Please turn every line of the listing below into a Markdown table with the columns Row and Line, numbering the rows and leaving out blank lines.

— PROVIDED ENTRIES —
'''

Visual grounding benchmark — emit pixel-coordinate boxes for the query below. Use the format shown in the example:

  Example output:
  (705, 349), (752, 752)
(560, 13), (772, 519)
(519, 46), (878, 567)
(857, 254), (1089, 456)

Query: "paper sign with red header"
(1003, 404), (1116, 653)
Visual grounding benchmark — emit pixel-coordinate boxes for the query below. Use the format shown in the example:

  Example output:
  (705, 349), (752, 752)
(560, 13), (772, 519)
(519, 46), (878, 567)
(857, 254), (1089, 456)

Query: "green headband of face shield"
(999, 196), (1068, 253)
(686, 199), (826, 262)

'''

— SOLVED EXERCISE —
| Row | Line |
|---|---|
| 1 | Visual grounding benchmark — emit pixel-coordinate boxes for the query below. Use the format shown in the example: |
| 2 |   Example output: |
| 3 |   (705, 349), (752, 752) |
| 4 | (560, 13), (772, 519) |
| 5 | (519, 46), (878, 567) |
| 6 | (857, 254), (1089, 456) |
| 7 | Query: "paper sign with red header" |
| 8 | (1003, 404), (1116, 653) |
| 9 | Visual grounding benchmark — emit pixel-coordinate boxes for the query below. Use the format shown in the example: |
| 10 |   Example output: |
| 11 |   (705, 349), (752, 752) |
| 12 | (560, 13), (772, 519) |
| 13 | (519, 46), (878, 567) |
| 14 | (857, 254), (1089, 456) |
| 15 | Query: "green headband of face shield" |
| 16 | (999, 196), (1068, 253) |
| 17 | (686, 199), (826, 262) |